> **Task description**: Go through the data below and copy out each line that contains the word "fence".

> **Extracted data**:

################

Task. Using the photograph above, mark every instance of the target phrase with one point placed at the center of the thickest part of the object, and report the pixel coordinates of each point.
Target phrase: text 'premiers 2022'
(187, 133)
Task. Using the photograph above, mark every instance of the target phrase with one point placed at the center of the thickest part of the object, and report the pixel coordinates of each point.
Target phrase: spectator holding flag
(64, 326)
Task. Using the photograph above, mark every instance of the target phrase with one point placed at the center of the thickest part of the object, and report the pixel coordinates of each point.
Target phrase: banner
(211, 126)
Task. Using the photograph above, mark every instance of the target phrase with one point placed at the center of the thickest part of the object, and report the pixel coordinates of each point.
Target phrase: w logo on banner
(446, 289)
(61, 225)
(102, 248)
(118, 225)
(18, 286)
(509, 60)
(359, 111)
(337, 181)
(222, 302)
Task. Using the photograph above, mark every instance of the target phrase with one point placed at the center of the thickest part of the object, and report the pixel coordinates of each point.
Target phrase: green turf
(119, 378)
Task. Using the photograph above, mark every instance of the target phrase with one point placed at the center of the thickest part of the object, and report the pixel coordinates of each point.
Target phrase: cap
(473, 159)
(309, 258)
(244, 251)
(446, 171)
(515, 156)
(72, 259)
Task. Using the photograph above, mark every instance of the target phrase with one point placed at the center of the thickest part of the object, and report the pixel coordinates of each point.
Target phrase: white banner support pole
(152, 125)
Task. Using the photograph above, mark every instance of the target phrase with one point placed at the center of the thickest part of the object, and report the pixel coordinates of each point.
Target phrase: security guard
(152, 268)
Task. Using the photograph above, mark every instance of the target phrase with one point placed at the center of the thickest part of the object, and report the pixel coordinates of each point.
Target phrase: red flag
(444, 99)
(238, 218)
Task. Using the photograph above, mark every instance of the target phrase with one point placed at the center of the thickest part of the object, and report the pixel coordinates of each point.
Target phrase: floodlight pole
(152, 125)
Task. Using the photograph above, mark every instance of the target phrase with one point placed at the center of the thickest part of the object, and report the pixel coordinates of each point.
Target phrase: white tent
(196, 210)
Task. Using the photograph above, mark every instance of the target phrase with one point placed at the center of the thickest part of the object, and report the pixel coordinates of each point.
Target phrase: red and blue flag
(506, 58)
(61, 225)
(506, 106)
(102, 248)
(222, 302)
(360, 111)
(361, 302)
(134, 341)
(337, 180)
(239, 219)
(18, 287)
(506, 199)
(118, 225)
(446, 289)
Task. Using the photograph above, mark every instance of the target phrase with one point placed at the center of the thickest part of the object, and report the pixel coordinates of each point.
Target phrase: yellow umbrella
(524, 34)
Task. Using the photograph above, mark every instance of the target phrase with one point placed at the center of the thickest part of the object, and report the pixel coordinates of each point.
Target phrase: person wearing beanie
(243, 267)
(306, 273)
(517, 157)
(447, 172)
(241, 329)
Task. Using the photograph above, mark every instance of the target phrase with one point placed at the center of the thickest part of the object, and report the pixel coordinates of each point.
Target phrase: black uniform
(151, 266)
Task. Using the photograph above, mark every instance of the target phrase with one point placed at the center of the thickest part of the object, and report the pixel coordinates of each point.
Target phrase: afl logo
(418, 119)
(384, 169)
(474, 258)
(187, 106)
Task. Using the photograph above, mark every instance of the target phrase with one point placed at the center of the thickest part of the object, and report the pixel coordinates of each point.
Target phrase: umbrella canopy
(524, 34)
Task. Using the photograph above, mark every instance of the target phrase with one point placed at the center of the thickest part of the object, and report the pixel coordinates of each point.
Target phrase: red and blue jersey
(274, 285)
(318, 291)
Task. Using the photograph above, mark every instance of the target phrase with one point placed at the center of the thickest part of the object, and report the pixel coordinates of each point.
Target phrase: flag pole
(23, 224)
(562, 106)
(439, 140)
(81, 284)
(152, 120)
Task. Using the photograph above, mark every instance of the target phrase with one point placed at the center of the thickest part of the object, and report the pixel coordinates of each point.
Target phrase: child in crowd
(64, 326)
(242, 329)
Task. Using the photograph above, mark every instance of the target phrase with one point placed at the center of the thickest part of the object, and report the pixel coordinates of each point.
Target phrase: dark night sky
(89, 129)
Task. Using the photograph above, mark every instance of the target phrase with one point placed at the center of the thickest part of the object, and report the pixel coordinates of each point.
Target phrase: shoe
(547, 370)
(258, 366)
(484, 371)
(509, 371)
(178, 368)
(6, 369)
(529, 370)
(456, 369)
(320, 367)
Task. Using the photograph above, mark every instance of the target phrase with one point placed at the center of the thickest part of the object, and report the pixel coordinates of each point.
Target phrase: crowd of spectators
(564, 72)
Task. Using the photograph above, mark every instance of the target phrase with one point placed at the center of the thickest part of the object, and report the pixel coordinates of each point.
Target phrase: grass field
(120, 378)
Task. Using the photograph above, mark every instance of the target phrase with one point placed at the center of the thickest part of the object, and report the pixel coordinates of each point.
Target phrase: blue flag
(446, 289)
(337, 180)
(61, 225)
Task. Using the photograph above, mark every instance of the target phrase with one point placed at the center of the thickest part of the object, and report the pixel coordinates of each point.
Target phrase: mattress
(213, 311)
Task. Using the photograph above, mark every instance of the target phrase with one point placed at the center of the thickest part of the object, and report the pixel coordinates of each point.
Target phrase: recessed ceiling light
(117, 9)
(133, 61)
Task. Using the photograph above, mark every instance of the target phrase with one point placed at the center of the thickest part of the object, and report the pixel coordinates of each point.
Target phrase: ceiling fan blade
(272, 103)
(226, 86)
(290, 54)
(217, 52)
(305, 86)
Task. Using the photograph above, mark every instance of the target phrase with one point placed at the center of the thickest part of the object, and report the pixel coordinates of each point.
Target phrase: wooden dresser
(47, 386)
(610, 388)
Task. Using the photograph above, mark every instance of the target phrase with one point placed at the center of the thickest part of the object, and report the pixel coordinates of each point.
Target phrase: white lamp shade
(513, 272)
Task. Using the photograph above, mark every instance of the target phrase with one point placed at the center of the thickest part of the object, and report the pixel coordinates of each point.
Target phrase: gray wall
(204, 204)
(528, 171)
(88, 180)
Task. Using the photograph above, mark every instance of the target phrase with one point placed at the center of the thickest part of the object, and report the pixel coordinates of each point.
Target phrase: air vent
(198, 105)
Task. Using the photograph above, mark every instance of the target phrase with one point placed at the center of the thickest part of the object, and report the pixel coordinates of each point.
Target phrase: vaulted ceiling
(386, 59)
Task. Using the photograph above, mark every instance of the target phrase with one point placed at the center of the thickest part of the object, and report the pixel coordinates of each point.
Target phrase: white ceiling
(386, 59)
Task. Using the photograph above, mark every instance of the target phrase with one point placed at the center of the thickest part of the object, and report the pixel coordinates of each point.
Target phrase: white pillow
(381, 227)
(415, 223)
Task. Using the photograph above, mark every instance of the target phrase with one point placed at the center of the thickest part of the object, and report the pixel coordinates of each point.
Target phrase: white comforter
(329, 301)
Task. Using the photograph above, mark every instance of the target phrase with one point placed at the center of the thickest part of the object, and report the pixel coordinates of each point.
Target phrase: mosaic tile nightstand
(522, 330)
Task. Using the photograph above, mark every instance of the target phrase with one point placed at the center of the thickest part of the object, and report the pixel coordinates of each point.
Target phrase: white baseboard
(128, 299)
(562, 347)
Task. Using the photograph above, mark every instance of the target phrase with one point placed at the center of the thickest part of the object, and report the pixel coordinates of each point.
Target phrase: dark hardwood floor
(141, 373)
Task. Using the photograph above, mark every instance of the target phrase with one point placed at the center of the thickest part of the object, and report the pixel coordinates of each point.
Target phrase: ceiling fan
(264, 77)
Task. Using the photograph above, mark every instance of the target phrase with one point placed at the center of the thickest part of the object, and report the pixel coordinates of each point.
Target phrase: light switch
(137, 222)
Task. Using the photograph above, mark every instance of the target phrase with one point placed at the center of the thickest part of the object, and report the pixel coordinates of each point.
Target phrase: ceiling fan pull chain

################

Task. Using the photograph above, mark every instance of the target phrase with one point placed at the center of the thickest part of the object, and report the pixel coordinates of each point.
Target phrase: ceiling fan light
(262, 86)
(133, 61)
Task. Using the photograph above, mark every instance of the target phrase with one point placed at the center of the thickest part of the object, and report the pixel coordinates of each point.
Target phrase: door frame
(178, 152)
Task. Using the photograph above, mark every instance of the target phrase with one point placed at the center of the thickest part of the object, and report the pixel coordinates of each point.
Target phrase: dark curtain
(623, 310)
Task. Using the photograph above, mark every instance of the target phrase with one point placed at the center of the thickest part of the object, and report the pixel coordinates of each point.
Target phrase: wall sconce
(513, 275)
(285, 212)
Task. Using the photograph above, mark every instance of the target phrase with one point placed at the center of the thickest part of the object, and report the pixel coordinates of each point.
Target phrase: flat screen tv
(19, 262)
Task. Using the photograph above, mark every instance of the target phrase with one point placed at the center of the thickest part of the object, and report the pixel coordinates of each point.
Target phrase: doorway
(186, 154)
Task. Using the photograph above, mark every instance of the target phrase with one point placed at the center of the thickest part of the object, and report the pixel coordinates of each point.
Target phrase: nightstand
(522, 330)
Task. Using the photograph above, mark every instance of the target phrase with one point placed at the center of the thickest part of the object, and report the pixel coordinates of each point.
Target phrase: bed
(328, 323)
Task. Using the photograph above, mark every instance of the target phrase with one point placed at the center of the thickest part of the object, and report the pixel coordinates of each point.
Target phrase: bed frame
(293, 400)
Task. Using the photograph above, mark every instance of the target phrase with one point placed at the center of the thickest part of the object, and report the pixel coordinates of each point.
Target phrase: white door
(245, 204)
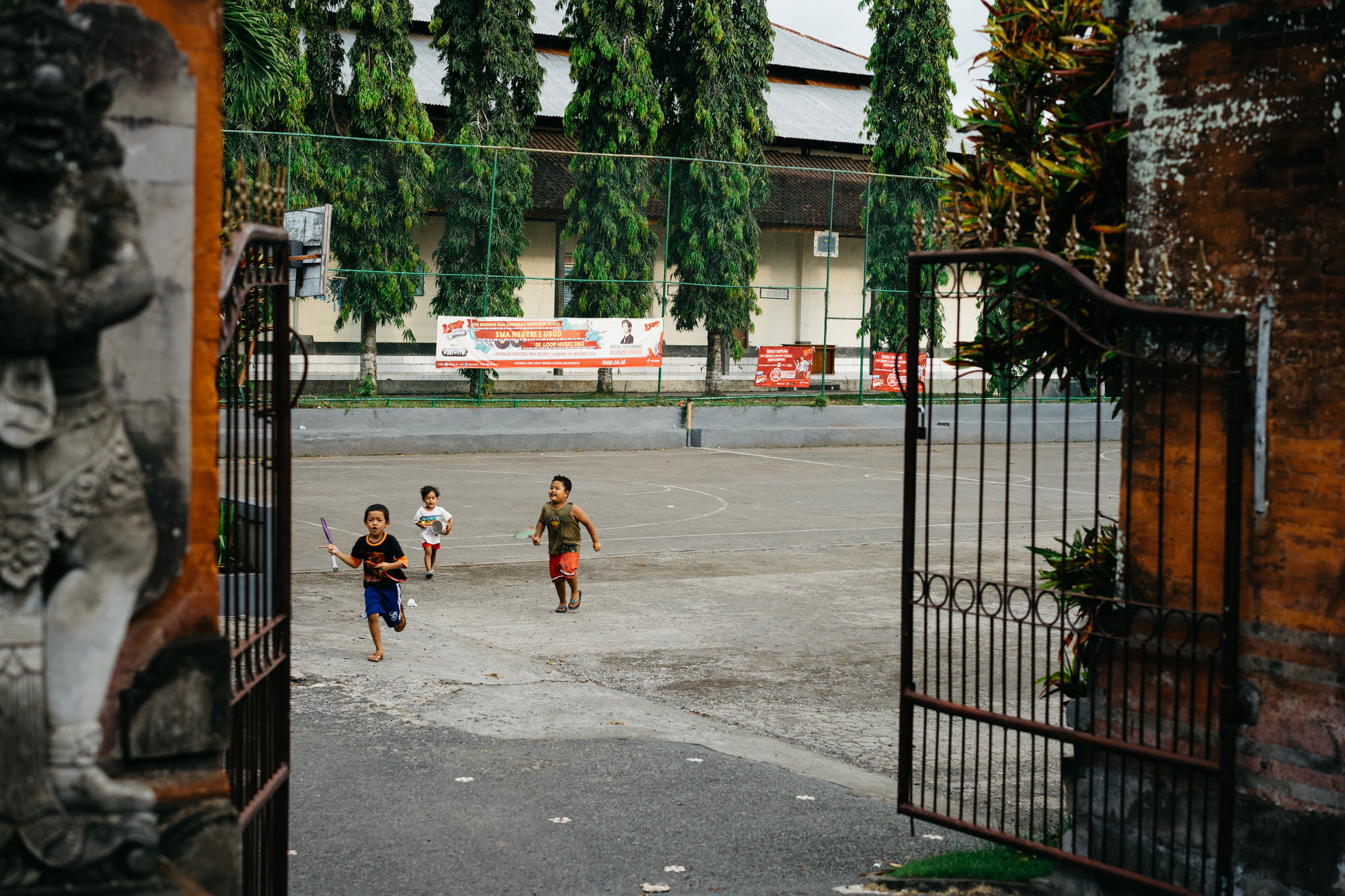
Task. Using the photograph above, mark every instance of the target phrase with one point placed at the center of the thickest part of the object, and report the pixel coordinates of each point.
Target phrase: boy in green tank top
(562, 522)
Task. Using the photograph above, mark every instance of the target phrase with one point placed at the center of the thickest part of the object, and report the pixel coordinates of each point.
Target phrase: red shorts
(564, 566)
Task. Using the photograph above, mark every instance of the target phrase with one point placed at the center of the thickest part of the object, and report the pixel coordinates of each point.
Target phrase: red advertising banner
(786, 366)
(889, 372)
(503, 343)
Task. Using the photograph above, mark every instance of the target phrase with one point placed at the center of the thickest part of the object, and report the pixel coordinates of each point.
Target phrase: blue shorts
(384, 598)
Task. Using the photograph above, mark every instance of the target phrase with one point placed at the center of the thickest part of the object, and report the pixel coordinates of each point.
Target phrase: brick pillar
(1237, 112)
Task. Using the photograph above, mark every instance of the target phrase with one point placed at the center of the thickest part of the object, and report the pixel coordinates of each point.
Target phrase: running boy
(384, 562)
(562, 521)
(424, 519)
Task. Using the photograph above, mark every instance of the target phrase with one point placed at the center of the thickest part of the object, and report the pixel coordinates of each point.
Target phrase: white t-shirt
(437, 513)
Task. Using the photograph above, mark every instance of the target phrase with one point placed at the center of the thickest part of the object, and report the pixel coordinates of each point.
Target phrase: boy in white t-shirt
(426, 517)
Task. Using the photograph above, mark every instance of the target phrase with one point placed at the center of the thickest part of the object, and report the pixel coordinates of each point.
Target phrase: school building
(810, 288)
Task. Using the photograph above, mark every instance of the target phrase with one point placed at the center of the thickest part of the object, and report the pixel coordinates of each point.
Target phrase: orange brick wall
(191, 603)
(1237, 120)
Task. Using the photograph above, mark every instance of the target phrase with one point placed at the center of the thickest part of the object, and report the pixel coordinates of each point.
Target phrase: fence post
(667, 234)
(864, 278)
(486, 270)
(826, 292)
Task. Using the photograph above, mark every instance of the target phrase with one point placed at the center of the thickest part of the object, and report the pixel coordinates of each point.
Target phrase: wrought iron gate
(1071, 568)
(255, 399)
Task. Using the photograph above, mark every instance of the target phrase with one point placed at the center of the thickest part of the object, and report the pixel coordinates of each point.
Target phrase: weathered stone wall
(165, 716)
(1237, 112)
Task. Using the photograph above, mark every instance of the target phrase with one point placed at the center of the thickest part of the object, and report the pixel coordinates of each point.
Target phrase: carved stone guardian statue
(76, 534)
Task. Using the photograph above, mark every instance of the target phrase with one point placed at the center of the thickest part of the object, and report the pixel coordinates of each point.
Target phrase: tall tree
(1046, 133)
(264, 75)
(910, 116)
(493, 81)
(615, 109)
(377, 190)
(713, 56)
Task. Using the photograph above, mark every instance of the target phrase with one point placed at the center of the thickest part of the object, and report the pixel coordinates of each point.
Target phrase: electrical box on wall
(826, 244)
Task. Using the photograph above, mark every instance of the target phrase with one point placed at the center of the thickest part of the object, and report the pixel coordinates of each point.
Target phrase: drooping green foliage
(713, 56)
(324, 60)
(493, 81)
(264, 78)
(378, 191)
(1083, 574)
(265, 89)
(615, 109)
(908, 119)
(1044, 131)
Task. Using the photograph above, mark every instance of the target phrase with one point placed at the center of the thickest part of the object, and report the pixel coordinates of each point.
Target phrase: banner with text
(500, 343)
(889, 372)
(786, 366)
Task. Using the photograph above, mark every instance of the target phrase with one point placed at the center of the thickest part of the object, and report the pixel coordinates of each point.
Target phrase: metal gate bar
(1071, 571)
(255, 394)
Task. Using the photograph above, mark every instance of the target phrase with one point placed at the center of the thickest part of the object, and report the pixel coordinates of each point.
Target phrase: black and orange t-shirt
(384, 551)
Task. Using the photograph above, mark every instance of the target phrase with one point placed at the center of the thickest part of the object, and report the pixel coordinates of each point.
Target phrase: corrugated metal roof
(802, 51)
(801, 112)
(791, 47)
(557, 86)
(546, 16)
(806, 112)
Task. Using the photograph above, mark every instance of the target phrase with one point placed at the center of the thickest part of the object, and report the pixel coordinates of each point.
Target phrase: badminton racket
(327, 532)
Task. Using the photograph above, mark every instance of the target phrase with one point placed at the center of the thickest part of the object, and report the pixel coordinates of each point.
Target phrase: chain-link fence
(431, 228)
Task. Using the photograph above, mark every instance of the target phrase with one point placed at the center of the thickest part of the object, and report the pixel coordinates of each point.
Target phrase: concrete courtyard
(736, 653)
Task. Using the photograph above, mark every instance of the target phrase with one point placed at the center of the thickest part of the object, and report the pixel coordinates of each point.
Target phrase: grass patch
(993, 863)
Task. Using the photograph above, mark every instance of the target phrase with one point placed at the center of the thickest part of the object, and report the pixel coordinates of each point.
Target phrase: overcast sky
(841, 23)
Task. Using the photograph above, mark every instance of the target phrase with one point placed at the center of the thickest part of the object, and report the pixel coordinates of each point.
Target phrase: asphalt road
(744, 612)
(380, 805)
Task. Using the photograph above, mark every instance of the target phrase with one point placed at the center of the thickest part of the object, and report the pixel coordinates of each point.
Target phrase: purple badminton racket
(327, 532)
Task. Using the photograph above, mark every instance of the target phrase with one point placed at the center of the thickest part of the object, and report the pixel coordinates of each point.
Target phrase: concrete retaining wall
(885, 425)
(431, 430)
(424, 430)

################

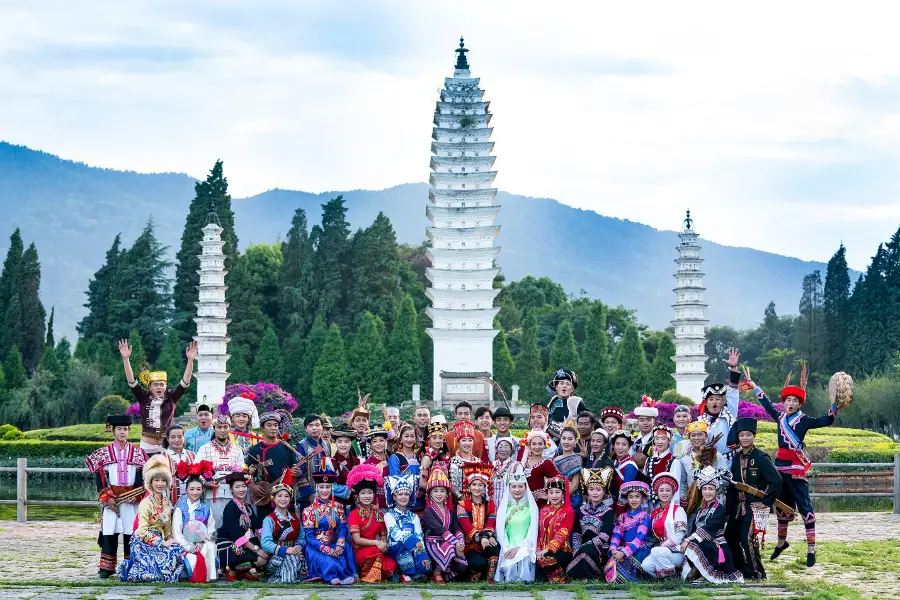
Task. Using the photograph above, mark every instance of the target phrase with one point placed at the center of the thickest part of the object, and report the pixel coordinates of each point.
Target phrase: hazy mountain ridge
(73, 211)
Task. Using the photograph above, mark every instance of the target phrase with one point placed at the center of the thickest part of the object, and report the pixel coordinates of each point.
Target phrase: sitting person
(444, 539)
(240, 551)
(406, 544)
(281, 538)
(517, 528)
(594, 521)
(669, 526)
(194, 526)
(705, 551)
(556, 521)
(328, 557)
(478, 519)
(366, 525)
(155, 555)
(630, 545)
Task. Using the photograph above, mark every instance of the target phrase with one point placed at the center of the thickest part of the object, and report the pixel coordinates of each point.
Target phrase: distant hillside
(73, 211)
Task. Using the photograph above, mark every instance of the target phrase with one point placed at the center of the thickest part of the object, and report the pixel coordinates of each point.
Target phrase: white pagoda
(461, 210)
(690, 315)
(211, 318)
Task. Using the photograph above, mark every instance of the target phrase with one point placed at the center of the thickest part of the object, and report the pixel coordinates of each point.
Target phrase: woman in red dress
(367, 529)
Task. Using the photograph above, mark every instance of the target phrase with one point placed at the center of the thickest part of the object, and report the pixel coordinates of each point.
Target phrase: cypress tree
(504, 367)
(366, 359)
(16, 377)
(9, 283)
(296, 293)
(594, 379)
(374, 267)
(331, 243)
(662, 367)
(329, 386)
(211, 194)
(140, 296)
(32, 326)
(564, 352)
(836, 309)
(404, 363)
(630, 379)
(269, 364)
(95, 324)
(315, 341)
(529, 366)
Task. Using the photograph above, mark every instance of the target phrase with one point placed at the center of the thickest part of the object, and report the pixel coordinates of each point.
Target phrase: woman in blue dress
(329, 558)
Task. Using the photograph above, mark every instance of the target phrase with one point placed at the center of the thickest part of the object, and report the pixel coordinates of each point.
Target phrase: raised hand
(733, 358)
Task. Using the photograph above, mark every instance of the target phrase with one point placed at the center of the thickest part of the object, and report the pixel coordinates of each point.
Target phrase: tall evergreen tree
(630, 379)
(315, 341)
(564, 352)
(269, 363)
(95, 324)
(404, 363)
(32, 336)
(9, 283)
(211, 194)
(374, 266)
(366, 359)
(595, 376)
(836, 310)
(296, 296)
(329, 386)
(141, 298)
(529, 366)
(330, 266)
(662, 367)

################

> **In response**:
Target phrase: fence post
Target phrase: chain-link fence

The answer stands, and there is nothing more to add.